■ Problem 1
According to the news story about the Garden Grove school board meeting, why was the meeting held in the annex building?
■ Problem 2
Print the part of the school board story from "But after a" to "for employee termination.".

START Source document

AUDIENCE MEMBER with sign at Tuesday’s meeting of the Garden Grove Unified School District Board of Education (OC Tribune photo).
By Jim Tortolano/Orange County Tribune
Controversies about gender identity that have roiled education and politics across the country emerged at Tuesday’s meeting of the Garden Grove Unified School District’s Board of Education.
The general issue concerned gender, but the specific matter was the claim that a GGUSD teacher was being fired – that night – for refusing to follow what protesters said was a policy requiring teachers to ask students about their gender preference.
But after a loud and sometimes rowdy public comments session before a packed audience in the GGUSD annex building – the main building is closed for renovations – Board Member Bob Harden pointed out that there was no item on the agenda for employee termination.
Before that, though, several speakers addressed the board.
“There are many things happening in this country that we are not in agreement with,” said the first speaker, who said she was Jo Ann from Huntington Beach. “We do not agree with the grooming and sexualizing of children. I am opposed to this myself. As a Christian, I don’t believe it is OK to do this to our children.”
The second speaker, Jessica, said she was a teacher who had been fired from another district for refusing to inquire about a pupil’s gender and sexual preferences. She said that she was told she had to address students by their preferred gender – and lie to parents about that – and let transgender students enter the girls’ locker room, even if they were biologically male, “if it appeared they were transitioning.”
She added, “The silent majority is getting loud,” she said to the enthusiastic applause of most of the people in the crowd.
The meeting got progressively louder, with some in the audience accusing the board of being “communists,” “fascists” and even “Satanists.” One said that the board members had sold their souls; another offered to make a citizen’s arrest on Board President Walter Muneton for allegedly violating that person’s First Amendment rights.
Muneton eventually asked police to clear the room and, after, a slow exodus of audience members, the meeting resumed.

END Source document
START Data shown

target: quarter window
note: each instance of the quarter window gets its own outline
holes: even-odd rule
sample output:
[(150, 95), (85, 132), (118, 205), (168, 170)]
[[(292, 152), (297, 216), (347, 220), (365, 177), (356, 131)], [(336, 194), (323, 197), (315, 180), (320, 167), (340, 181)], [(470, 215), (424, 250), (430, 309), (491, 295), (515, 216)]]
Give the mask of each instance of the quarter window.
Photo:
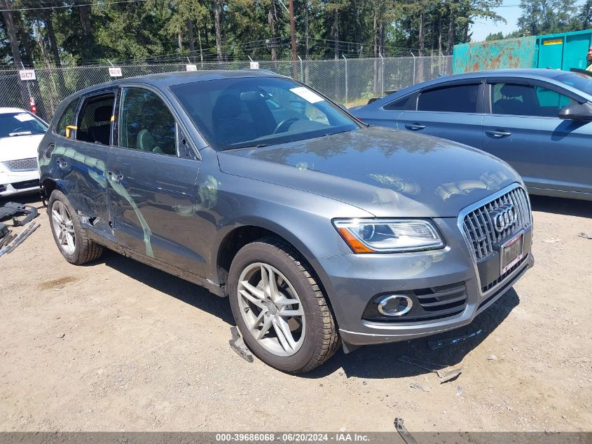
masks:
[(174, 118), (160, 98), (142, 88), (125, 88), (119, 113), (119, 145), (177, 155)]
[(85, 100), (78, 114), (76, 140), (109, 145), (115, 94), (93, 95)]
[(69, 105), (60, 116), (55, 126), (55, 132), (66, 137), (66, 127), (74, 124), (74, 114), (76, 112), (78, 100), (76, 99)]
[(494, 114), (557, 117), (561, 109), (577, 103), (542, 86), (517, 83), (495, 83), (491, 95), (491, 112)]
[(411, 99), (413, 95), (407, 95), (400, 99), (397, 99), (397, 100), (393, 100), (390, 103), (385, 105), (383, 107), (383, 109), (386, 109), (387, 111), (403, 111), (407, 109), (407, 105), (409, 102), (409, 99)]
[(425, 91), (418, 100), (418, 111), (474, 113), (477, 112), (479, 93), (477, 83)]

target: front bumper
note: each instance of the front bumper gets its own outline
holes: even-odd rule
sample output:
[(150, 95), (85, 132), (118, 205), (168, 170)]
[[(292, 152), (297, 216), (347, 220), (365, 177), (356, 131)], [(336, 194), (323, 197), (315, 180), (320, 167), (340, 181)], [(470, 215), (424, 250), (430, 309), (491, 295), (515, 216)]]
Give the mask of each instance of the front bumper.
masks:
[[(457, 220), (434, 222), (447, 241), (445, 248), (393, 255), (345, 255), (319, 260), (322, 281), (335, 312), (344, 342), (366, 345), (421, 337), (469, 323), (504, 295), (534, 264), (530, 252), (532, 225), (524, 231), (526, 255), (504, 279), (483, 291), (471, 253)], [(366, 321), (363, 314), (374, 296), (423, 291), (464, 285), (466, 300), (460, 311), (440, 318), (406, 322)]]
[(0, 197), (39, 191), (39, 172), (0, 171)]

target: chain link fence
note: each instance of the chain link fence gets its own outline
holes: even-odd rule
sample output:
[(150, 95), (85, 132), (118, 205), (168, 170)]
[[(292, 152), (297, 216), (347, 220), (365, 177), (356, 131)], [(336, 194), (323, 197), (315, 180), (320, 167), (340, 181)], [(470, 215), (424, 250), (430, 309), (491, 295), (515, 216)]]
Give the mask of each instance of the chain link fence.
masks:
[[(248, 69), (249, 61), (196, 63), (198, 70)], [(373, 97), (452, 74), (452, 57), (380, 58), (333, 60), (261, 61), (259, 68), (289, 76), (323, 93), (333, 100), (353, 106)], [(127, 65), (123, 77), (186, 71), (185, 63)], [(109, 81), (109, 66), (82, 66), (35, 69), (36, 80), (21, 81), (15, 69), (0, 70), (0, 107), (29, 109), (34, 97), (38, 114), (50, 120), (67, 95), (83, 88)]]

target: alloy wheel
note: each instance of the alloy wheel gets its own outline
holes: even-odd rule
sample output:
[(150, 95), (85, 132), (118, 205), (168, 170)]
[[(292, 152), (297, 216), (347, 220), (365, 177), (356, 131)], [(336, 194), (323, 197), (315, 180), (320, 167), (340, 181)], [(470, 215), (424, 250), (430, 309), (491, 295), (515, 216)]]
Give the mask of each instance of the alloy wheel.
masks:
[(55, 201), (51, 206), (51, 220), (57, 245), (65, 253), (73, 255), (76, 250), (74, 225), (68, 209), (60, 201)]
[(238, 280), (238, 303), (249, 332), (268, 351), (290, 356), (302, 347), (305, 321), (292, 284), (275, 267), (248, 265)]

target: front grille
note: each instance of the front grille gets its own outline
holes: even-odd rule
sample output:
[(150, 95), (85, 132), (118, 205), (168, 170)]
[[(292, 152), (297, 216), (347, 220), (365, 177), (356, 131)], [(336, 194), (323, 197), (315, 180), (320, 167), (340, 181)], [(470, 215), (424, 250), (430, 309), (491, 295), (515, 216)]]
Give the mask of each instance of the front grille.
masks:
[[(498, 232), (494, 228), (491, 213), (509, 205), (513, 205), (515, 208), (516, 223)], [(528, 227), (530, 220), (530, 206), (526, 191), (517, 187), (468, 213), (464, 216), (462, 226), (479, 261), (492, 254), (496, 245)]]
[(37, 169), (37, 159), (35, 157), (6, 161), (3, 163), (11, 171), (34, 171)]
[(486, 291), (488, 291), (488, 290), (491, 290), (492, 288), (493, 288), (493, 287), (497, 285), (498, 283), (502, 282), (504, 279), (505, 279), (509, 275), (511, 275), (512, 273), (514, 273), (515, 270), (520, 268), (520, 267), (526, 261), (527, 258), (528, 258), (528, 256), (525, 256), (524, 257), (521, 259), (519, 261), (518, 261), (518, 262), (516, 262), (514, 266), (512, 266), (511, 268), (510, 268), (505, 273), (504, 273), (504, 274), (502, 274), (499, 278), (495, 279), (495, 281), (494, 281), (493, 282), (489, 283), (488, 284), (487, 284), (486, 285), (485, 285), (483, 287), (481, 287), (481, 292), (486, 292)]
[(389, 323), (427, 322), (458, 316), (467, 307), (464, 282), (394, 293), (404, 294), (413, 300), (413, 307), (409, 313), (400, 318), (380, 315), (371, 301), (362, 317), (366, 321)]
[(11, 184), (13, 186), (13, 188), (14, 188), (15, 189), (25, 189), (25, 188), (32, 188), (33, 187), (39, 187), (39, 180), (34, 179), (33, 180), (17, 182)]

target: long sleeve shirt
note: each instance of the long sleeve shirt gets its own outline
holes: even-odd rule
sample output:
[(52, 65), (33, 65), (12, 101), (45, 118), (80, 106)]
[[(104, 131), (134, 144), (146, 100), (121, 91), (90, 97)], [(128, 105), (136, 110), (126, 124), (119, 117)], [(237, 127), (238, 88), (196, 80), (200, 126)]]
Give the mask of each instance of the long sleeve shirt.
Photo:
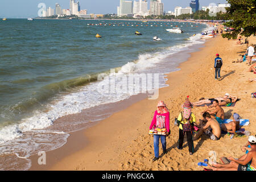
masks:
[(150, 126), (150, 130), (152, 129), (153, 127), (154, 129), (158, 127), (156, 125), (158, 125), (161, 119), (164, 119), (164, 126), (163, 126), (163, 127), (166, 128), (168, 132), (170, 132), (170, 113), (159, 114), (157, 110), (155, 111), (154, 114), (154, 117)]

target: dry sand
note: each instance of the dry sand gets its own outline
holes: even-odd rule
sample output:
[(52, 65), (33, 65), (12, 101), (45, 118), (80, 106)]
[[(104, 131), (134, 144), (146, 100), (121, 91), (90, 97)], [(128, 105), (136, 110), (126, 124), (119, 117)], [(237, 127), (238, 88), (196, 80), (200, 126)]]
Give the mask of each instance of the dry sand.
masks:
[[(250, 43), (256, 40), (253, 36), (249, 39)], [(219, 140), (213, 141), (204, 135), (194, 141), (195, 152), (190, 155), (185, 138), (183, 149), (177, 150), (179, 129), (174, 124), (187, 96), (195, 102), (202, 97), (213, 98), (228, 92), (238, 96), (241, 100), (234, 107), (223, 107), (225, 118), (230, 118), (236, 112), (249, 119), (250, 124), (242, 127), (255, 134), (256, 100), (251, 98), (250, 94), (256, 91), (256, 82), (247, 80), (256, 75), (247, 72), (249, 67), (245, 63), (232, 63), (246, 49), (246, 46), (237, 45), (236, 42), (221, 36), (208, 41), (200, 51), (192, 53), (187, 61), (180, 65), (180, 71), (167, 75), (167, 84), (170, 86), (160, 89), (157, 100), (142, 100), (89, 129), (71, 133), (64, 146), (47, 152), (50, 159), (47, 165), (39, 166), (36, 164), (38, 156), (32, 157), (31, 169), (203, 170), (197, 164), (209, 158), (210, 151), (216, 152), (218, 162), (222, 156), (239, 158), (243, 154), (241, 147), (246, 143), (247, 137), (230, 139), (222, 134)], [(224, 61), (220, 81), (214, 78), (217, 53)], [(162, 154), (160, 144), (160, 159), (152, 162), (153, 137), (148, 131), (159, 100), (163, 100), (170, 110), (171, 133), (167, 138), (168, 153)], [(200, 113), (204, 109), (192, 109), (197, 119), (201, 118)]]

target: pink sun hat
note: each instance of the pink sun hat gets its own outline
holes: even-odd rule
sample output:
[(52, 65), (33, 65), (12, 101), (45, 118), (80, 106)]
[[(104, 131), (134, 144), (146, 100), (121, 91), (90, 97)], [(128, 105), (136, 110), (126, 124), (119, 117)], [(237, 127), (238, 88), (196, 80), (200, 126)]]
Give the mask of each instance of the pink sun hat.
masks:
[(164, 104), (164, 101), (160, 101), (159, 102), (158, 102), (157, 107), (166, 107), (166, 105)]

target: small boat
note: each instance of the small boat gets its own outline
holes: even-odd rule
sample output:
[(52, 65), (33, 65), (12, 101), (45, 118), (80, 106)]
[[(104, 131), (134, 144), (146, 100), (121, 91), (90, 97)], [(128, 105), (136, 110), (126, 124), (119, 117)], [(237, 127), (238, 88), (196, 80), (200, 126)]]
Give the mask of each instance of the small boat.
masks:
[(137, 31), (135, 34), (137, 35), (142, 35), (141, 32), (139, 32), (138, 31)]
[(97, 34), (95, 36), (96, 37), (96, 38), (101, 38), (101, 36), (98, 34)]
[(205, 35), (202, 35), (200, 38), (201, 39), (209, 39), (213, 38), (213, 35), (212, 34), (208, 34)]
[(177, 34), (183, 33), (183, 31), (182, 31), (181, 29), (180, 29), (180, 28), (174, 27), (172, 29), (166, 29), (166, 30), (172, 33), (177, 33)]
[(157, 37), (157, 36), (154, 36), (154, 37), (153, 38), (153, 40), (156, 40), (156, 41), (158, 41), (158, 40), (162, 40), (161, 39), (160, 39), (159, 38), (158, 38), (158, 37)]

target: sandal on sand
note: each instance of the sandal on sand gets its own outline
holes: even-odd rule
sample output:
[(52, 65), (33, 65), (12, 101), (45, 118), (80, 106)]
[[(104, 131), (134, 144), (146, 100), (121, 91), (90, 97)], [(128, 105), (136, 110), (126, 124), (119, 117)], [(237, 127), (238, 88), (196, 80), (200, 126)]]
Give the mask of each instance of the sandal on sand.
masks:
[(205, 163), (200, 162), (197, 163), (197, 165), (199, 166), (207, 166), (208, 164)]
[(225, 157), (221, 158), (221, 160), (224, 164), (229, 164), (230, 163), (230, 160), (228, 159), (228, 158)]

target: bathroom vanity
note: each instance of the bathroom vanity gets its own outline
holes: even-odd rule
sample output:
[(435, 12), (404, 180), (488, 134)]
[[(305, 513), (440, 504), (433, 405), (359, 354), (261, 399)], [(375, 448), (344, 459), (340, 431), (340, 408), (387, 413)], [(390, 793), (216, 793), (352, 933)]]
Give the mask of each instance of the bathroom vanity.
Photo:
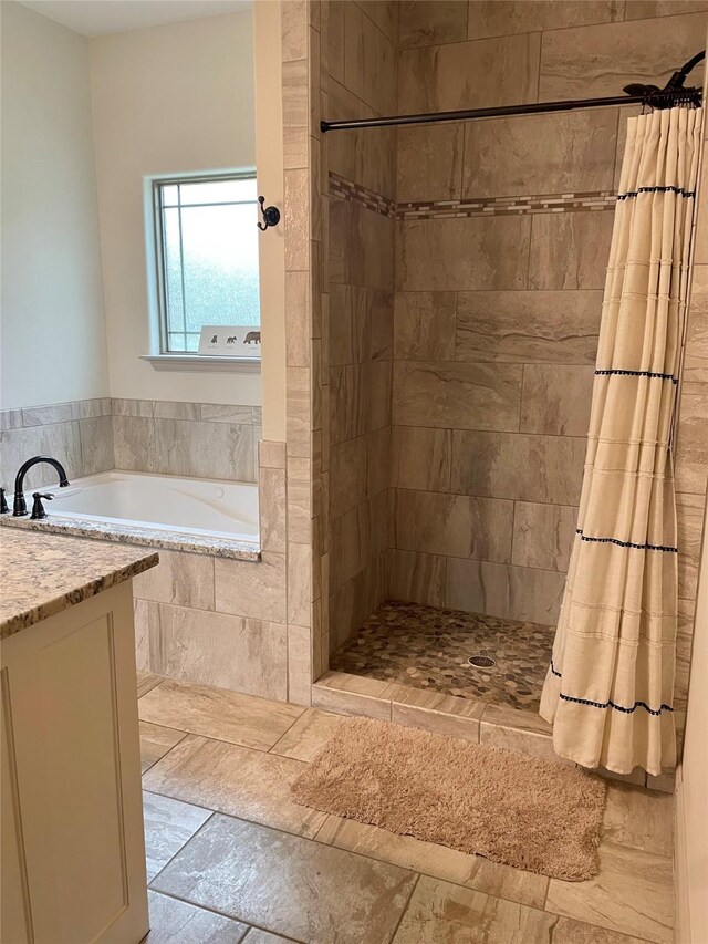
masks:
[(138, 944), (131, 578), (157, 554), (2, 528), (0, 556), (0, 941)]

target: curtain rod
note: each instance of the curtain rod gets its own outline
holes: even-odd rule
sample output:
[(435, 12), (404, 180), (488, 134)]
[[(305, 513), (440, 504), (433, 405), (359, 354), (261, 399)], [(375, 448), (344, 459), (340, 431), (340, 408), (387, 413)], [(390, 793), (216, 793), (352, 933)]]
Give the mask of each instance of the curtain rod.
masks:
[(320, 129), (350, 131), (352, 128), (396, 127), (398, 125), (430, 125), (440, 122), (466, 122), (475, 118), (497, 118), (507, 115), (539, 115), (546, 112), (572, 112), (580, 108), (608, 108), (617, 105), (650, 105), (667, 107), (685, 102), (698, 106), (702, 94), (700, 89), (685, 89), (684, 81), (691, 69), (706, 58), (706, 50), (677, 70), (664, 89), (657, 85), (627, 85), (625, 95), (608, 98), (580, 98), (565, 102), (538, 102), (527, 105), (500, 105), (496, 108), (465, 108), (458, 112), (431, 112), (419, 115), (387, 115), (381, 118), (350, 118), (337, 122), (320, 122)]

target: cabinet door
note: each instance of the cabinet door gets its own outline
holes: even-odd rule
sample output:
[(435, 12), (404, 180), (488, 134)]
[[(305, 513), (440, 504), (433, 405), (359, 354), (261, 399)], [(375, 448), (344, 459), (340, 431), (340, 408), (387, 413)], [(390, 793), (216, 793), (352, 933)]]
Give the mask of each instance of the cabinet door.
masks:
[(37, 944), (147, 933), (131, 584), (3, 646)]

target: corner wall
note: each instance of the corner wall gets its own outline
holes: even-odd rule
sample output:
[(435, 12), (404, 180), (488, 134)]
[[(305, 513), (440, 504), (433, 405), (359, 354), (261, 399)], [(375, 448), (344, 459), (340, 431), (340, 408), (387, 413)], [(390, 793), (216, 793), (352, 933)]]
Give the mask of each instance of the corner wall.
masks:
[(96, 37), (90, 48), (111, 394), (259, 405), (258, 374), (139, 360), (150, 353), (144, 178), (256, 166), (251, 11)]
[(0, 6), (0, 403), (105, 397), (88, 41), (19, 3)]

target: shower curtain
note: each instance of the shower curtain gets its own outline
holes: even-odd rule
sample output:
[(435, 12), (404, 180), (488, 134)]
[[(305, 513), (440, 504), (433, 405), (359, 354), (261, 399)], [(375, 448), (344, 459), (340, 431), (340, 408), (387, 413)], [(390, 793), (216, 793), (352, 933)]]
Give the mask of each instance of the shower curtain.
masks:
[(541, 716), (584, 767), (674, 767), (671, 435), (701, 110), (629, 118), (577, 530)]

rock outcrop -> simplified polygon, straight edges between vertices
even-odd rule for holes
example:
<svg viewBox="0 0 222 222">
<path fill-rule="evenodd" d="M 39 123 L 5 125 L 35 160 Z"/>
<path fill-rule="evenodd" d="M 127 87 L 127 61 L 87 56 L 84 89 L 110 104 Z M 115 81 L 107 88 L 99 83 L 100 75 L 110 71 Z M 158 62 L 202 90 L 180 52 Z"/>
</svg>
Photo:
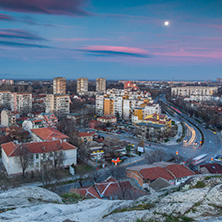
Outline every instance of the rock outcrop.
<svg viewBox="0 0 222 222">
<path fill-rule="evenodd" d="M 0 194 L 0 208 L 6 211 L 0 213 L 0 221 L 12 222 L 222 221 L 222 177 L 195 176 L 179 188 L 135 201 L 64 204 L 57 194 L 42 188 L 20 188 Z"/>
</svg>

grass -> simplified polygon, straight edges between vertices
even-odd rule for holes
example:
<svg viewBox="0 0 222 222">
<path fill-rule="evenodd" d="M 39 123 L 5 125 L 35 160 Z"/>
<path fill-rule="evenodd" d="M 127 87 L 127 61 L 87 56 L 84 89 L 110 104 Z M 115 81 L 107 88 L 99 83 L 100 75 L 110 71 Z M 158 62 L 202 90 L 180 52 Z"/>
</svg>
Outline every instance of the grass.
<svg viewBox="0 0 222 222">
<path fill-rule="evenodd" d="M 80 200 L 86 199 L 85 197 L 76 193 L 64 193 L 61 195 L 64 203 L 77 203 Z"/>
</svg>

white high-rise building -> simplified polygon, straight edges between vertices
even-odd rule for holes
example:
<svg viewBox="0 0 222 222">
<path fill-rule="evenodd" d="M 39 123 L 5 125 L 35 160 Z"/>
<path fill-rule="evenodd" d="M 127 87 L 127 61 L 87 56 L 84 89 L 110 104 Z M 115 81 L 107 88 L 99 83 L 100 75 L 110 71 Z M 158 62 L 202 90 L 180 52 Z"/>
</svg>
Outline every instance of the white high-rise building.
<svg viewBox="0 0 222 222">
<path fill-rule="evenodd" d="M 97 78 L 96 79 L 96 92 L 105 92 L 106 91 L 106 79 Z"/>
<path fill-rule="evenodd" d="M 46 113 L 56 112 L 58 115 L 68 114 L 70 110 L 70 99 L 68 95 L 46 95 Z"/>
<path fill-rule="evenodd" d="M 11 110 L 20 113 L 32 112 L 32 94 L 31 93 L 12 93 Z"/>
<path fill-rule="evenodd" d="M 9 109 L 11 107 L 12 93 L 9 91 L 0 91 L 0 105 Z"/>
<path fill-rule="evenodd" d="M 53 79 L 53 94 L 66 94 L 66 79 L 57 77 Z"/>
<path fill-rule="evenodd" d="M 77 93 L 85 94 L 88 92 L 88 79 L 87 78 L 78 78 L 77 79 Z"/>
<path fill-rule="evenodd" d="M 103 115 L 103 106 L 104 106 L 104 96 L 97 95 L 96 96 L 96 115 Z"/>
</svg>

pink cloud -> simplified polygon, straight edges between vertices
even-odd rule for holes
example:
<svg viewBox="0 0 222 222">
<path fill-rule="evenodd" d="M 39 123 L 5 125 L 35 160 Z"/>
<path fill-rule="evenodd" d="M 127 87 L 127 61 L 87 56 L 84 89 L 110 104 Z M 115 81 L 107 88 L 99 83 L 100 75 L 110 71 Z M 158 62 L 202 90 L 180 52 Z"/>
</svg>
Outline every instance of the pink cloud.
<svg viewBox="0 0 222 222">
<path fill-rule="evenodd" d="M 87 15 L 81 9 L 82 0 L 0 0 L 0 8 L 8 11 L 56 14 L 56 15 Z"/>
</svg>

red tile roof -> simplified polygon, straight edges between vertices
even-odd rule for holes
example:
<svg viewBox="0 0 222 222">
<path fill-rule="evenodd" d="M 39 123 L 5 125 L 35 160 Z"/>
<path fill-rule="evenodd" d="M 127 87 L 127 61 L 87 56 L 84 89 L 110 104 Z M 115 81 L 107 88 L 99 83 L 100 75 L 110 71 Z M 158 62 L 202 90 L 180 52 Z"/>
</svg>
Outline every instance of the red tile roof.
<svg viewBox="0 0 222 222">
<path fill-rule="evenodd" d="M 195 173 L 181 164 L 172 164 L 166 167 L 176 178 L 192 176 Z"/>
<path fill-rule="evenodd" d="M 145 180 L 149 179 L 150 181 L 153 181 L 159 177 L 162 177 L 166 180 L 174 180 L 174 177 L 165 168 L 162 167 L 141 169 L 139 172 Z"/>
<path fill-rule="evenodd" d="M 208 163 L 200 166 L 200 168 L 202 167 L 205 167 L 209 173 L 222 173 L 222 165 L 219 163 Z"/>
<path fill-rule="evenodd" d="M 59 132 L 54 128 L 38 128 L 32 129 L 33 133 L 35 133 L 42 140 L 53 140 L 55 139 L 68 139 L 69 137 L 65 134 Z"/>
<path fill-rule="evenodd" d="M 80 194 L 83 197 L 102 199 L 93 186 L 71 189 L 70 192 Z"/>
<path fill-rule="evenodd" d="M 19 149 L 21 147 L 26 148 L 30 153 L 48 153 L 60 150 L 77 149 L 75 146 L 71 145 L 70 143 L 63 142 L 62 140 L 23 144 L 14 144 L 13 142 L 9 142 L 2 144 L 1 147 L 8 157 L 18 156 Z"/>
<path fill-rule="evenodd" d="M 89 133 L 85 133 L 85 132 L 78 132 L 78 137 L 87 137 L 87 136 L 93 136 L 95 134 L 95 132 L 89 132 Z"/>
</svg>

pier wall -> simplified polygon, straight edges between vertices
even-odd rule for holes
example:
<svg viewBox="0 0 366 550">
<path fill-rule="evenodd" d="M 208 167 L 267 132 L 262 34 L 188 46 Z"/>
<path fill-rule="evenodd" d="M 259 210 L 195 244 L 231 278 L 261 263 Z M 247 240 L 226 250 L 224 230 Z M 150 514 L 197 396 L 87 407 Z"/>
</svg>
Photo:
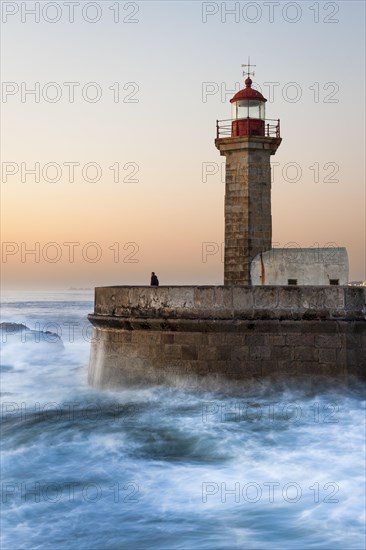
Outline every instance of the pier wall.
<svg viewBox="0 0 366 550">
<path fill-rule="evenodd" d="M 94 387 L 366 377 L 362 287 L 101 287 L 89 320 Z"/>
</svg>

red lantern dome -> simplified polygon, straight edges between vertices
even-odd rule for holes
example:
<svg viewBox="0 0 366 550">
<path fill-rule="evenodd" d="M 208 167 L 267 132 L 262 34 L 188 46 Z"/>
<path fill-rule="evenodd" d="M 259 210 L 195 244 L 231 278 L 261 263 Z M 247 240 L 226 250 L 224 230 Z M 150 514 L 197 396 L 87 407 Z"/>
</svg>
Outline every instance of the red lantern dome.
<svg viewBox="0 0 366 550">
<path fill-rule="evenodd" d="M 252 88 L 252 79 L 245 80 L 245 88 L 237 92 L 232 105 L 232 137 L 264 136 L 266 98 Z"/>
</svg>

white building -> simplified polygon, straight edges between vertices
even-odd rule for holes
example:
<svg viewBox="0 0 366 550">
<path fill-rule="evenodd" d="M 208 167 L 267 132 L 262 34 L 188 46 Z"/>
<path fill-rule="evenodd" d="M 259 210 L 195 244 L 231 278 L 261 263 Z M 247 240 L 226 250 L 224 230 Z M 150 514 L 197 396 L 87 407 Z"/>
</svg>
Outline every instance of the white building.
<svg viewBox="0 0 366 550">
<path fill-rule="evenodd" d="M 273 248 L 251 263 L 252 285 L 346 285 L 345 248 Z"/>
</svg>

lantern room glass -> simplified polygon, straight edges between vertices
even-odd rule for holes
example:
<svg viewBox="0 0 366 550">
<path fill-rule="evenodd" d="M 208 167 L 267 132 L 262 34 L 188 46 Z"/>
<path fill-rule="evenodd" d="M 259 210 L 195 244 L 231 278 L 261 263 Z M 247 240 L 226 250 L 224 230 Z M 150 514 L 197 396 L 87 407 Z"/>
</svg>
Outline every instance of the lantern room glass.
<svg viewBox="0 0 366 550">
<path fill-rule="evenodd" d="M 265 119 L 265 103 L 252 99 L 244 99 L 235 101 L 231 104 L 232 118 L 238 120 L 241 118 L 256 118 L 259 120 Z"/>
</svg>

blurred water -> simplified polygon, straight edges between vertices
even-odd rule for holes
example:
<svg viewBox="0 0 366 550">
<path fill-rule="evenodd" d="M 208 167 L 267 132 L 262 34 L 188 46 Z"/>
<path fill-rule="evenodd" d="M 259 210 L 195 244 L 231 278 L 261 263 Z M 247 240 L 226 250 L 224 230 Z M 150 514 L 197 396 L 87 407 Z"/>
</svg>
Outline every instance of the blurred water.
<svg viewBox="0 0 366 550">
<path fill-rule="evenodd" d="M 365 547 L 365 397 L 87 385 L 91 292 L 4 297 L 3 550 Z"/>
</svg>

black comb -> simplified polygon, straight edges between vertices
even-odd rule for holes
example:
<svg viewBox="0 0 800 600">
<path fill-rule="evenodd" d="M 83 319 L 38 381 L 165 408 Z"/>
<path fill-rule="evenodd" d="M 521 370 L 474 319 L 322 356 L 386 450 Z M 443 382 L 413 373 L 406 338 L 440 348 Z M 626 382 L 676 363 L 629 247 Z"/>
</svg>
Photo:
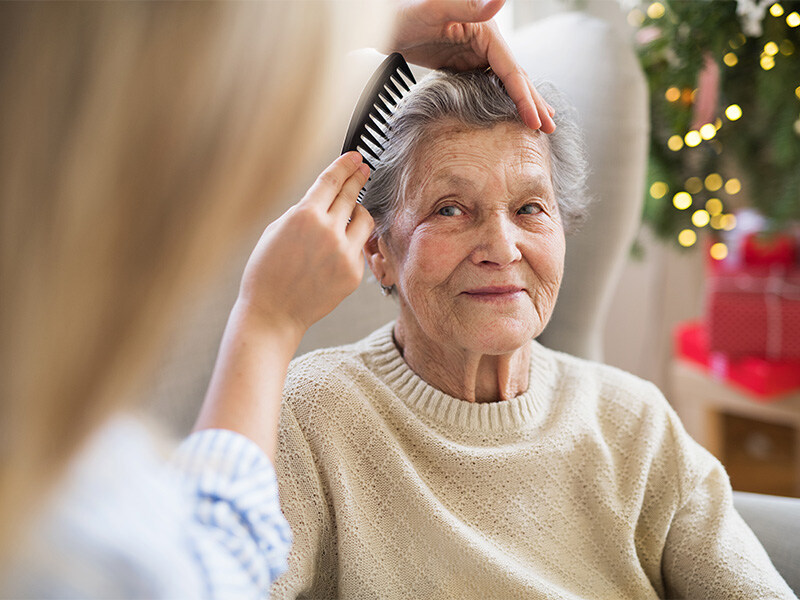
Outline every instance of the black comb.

END Data shown

■ Written reply 1
The main building is closed for renovations.

■ Written reply 2
But after a loud and sometimes rowdy public comments session before a packed audience in the GGUSD annex building – the main building is closed for renovations – Board Member Bob Harden pointed out that there was no item on the agenda for employee termination.